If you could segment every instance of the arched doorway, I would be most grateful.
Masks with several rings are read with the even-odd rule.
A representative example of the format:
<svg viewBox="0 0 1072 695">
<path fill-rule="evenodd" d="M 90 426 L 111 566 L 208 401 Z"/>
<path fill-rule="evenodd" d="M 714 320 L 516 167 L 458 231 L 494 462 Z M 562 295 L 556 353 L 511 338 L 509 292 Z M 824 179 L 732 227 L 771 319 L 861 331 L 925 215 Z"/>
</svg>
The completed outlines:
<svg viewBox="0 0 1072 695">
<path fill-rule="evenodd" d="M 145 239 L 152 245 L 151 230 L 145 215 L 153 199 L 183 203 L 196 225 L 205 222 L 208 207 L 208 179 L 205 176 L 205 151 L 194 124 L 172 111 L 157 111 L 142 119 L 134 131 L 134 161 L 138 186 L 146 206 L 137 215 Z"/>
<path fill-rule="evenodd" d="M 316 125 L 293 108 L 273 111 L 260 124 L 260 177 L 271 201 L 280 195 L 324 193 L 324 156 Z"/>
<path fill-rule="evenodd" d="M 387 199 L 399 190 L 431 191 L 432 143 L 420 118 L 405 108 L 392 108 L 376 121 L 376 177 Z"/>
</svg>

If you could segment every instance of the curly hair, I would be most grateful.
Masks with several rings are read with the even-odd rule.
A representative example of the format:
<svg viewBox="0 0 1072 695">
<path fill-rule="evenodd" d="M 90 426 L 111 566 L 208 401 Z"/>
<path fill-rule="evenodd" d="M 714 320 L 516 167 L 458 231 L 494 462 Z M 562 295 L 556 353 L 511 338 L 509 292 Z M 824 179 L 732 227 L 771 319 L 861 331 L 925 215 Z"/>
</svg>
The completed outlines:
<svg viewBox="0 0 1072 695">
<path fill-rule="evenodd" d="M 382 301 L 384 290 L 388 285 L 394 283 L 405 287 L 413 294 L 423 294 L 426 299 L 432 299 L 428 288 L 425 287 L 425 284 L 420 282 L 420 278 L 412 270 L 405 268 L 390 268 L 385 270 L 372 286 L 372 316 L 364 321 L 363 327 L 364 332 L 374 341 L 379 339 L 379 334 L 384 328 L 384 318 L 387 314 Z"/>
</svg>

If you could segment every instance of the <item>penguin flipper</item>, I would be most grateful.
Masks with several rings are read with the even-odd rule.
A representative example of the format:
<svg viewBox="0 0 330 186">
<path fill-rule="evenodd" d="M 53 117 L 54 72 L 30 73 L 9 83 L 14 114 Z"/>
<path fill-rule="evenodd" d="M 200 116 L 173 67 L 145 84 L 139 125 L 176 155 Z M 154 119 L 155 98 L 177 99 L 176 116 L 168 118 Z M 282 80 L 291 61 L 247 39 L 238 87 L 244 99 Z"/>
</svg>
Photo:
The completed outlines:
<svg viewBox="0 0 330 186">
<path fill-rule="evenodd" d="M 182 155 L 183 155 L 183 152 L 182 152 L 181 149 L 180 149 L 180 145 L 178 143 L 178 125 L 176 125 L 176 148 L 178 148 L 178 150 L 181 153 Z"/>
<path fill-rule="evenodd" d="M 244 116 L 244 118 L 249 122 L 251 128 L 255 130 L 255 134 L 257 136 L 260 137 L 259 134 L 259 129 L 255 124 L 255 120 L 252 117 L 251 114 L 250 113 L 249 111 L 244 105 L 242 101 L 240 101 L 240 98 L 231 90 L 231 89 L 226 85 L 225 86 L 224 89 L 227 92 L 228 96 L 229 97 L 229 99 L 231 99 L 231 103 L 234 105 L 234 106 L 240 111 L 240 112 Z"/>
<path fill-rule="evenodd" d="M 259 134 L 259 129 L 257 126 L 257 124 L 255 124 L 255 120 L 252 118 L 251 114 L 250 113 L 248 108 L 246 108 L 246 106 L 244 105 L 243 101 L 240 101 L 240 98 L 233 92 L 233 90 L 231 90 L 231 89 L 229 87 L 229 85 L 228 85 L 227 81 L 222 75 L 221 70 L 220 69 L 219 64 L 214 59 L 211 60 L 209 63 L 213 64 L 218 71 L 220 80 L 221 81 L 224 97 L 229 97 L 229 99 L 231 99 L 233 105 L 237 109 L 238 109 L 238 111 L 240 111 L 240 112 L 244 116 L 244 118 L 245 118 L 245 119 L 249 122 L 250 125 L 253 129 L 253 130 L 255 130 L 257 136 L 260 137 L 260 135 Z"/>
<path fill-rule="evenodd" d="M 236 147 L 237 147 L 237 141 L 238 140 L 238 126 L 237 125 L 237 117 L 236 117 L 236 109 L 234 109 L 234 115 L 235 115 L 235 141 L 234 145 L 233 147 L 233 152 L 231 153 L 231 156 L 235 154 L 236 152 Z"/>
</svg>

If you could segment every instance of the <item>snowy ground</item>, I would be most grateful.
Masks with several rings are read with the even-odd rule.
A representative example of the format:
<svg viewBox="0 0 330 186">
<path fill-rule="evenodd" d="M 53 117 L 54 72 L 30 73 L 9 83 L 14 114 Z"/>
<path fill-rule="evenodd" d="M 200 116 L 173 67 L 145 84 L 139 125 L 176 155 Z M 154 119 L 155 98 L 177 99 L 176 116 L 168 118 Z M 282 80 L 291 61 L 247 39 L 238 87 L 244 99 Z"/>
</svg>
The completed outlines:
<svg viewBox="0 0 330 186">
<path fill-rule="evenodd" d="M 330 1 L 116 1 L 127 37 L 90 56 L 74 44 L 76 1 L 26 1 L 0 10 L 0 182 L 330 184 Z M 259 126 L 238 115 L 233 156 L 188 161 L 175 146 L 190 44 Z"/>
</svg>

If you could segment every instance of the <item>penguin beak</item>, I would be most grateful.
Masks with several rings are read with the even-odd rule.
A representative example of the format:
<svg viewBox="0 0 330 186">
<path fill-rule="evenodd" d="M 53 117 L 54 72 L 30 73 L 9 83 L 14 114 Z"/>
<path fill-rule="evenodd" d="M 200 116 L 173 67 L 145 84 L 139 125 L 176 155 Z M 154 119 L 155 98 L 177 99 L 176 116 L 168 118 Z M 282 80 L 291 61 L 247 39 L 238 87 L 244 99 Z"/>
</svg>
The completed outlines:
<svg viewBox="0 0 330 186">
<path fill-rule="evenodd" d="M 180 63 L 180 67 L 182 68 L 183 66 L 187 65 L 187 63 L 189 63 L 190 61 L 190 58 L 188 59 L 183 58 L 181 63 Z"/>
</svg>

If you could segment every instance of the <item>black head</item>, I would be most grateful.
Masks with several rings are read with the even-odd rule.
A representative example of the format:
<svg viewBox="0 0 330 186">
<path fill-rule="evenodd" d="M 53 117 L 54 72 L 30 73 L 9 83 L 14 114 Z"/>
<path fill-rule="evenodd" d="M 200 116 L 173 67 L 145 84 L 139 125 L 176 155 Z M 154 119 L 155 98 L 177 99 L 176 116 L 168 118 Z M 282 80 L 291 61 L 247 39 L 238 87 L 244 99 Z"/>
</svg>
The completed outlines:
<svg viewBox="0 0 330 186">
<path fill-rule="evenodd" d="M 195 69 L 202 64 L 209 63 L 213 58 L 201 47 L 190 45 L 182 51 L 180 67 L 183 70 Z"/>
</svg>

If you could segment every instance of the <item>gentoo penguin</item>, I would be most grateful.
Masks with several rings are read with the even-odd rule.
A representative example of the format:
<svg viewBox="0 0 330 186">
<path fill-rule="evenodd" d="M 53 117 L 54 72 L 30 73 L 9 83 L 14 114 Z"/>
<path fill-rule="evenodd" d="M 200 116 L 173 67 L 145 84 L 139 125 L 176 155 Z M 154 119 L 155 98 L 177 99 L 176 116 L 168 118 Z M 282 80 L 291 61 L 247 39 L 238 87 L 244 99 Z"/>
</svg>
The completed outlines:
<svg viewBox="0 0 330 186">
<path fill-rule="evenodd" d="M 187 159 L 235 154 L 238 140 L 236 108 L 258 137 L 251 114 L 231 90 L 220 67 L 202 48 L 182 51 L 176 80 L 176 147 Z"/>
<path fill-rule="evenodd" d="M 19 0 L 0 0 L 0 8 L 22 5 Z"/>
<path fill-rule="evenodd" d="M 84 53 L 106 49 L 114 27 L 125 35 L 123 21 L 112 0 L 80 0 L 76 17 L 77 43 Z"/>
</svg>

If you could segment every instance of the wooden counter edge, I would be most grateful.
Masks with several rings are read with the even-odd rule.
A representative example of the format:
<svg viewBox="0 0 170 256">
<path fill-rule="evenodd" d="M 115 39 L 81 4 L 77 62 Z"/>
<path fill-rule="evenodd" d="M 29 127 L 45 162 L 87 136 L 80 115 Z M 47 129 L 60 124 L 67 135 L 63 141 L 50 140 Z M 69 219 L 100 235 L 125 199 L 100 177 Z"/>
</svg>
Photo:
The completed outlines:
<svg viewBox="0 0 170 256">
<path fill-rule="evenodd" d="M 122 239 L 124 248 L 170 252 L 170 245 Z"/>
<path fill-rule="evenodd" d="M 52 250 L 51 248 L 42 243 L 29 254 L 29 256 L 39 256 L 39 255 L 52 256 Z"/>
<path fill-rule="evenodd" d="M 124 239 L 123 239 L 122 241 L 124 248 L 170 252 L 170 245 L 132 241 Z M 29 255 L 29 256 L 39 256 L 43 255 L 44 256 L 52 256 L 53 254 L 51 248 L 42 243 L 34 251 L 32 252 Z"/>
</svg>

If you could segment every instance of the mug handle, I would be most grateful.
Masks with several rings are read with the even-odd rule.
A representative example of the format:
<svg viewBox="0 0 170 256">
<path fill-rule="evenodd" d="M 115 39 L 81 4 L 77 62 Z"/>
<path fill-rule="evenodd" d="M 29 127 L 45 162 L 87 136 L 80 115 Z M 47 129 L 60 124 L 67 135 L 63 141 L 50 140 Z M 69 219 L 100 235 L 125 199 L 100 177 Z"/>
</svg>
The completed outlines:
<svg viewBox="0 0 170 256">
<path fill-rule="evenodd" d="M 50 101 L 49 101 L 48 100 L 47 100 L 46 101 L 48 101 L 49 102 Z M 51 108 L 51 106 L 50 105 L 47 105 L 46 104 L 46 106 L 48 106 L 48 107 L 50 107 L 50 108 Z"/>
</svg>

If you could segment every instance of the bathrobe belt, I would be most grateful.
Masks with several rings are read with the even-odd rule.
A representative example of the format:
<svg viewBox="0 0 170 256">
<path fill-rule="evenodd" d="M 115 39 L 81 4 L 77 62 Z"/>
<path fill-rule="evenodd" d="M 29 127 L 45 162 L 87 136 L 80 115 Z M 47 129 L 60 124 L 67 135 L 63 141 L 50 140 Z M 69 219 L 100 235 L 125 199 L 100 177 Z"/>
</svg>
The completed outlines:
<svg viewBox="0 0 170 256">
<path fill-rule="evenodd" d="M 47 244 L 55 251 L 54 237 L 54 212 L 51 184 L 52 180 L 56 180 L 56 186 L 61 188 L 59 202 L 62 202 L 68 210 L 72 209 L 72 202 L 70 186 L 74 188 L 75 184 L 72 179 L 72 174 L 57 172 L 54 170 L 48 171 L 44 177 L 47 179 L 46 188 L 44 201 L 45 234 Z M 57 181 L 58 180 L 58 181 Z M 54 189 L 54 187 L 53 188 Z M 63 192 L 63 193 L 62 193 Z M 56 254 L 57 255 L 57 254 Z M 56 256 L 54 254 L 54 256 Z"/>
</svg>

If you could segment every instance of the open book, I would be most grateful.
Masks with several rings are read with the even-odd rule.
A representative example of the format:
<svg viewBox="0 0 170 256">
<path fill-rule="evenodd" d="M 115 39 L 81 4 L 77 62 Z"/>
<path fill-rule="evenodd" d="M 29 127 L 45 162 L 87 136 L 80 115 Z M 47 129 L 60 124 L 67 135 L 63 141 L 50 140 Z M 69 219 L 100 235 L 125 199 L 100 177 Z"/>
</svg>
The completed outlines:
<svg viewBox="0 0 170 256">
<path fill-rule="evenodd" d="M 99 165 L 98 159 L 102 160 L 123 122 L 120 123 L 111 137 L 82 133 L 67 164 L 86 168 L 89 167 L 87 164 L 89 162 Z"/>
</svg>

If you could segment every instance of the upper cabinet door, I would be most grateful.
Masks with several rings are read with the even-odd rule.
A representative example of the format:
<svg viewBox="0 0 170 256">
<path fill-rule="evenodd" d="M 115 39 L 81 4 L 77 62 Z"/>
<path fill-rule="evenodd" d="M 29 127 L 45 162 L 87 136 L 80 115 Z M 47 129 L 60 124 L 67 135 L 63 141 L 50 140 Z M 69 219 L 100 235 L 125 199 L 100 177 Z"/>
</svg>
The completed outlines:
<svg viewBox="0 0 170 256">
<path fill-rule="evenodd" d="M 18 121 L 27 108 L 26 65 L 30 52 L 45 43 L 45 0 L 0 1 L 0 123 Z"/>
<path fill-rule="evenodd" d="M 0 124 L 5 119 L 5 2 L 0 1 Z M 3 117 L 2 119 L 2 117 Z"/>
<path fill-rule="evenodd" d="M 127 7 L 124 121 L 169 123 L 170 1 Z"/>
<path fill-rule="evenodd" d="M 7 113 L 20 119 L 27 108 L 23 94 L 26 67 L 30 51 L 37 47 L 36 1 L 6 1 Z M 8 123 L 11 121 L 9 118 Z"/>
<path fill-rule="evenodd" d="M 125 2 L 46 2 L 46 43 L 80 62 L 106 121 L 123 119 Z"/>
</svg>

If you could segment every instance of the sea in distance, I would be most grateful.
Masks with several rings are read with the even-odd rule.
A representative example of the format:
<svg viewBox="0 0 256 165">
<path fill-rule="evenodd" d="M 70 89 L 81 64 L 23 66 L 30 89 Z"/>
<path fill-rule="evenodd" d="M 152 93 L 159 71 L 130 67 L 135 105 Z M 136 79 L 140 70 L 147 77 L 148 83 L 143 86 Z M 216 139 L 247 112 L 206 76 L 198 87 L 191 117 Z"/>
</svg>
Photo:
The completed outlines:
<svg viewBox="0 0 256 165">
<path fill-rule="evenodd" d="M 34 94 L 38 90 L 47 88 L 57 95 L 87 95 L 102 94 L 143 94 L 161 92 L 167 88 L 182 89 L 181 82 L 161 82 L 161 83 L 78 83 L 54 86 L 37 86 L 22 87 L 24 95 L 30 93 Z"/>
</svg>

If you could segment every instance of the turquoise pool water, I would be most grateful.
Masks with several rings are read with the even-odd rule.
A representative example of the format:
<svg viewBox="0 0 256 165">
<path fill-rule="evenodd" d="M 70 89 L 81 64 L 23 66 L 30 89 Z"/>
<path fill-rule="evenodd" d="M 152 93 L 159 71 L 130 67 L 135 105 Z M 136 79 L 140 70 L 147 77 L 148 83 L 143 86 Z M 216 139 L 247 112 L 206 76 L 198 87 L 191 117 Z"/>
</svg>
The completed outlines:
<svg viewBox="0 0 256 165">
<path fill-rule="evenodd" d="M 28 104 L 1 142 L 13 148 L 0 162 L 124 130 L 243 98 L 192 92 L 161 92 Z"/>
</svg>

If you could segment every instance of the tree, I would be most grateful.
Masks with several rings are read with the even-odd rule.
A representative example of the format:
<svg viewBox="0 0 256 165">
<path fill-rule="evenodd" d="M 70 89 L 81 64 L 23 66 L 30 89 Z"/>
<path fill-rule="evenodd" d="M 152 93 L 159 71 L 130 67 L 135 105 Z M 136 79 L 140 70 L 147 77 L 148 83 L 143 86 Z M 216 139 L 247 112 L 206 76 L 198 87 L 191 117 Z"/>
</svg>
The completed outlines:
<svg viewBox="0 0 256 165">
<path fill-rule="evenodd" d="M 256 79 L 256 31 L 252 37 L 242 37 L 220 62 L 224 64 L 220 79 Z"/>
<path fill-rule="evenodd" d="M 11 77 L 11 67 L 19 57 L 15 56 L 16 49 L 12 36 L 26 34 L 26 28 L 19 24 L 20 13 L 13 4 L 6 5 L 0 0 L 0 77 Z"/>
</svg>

**REQUIRED TASK**
Repeat, without changes, every line from the one that contains "If you could segment every instance of the tree, I" through the final line of the data.

**FINISHED TASK**
If you could segment every instance of the tree, I would be most grateful.
Masks with several rings are read with the even-odd rule.
A representative example of the format:
<svg viewBox="0 0 256 165">
<path fill-rule="evenodd" d="M 70 89 L 81 64 L 23 66 L 30 89 Z"/>
<path fill-rule="evenodd" d="M 152 93 L 159 71 L 130 67 L 135 105 Z M 136 79 L 140 70 L 147 77 L 148 83 L 143 86 Z M 216 139 L 247 112 L 206 76 L 198 87 L 191 117 Z"/>
</svg>
The completed outlines:
<svg viewBox="0 0 256 165">
<path fill-rule="evenodd" d="M 256 79 L 256 31 L 252 37 L 242 37 L 220 62 L 224 64 L 220 79 Z"/>
<path fill-rule="evenodd" d="M 11 77 L 11 67 L 19 57 L 15 56 L 16 49 L 12 36 L 26 34 L 26 28 L 19 24 L 20 13 L 13 4 L 6 5 L 0 0 L 0 77 Z"/>
</svg>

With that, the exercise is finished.